REQUIREMENT — Each line in the entries below that holds the word "instance" belongs in the answer.

*** Opening LISTED ENTRIES ***

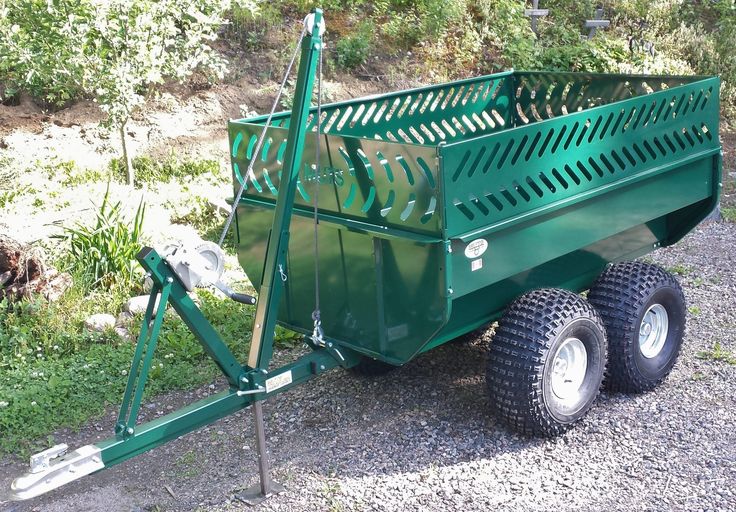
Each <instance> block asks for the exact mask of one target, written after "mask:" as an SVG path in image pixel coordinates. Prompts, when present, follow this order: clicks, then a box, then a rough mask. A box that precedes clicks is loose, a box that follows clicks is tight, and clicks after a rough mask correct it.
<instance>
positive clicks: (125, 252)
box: [61, 187, 146, 287]
mask: <svg viewBox="0 0 736 512" xmlns="http://www.w3.org/2000/svg"><path fill="white" fill-rule="evenodd" d="M109 196H110V189H109V187H108V189H107V190H106V191H105V197H104V198H103V200H102V204H101V205H100V207H99V209H98V211H97V212H96V214H95V217H96V221H95V224H94V225H93V226H85V225H83V224H80V223H77V224H76V225H74V226H71V227H70V226H65V227H64V228H63V229H64V234H63V235H62V236H61V238H64V239H66V240H67V241H68V242H69V245H70V253H69V254H70V261H69V266H70V269H71V270H72V272H75V273H77V274H79V275H82V276H84V277H85V278H86V279H87V282H88V283H89V285H90V287H96V286H99V285H111V284H115V283H120V282H123V283H125V282H128V283H129V282H130V281H131V280H132V278H133V269H134V265H135V261H134V260H135V255H136V254H137V253H138V251H140V250H141V237H142V229H143V216H144V214H145V210H146V208H145V205H144V204H143V200H141V202H140V203H139V205H138V209H137V211H136V213H135V217H134V219H133V221H132V223H128V222H125V221H124V220H123V216H122V213H121V203H120V202H119V201H118V202H117V203H111V202H110V197H109Z"/></svg>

*** Closing LISTED ENTRIES ***

OUTPUT BELOW —
Each <instance> block asks for the exact mask of one target, written after "mask:" as an SVG path in image pixel coordinates. Prompts, when present, follow this order: clicks, then a box, then a rough mask. A box that precedes clicks is loose, a box that follows clicks is tight, and clicks after a rough mask correct it.
<instance>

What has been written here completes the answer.